DATA LINES:
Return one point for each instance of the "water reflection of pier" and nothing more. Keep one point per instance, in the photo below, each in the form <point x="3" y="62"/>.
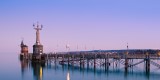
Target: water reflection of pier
<point x="101" y="70"/>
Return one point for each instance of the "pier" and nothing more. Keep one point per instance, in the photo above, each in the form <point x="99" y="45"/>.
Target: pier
<point x="104" y="59"/>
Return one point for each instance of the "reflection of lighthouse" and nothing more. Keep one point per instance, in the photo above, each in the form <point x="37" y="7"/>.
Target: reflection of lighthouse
<point x="68" y="76"/>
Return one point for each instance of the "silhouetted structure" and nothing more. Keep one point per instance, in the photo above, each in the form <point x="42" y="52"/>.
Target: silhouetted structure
<point x="24" y="51"/>
<point x="37" y="47"/>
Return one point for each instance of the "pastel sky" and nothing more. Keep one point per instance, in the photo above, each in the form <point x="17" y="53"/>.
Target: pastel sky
<point x="96" y="24"/>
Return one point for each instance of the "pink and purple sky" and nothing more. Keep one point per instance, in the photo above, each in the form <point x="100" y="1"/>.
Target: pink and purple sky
<point x="96" y="24"/>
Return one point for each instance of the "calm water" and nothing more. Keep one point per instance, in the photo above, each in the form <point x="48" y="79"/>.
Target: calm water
<point x="13" y="69"/>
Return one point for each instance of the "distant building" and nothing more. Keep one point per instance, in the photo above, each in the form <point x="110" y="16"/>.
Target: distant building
<point x="24" y="48"/>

TASK BRIEF: Skip the images and write out the rest of the listing exactly.

SOLVED EXERCISE:
Return one point for each instance of the "water reflection of pier" and nothing more. Keep one point per instance, in the photo below, each in the form <point x="3" y="62"/>.
Target: water reflection of pier
<point x="101" y="70"/>
Return one point for each instance of the "pier" and nothing more. Keep one point per instance, in the photo above, each in the form <point x="99" y="45"/>.
Target: pier
<point x="104" y="59"/>
Return one point for each instance of the "reflection of lighthouse" and nothing more. Keep one point per instance, in the photo above, each in the form <point x="37" y="7"/>.
Target: reflection of lighthouse
<point x="68" y="76"/>
Return one point for each instance of the "silhouetted structure" and nothing more. Keep one point per instance, in the photo above, each in the form <point x="42" y="52"/>.
Target: silhouetted structure
<point x="24" y="51"/>
<point x="37" y="47"/>
Return one point for each instance of the "pastel sky" and nothing more. Keep one point per instance, in the photo above, each in the form <point x="17" y="53"/>.
Target: pastel sky
<point x="96" y="24"/>
Return one point for each instance of the "pink and purple sky" and nothing more. Keep one point per instance, in the photo above, each in the form <point x="100" y="1"/>.
Target: pink and purple sky
<point x="96" y="24"/>
Return one point for each instance of the "calm water" and nothing more. Keep one point per instance, in the photo above, each in the form <point x="48" y="79"/>.
Target: calm water
<point x="13" y="69"/>
Return one point for each instance of the "distant building" and nothing more. Keep one point per instance, in the photo above, each in the form <point x="110" y="16"/>.
Target: distant building
<point x="24" y="48"/>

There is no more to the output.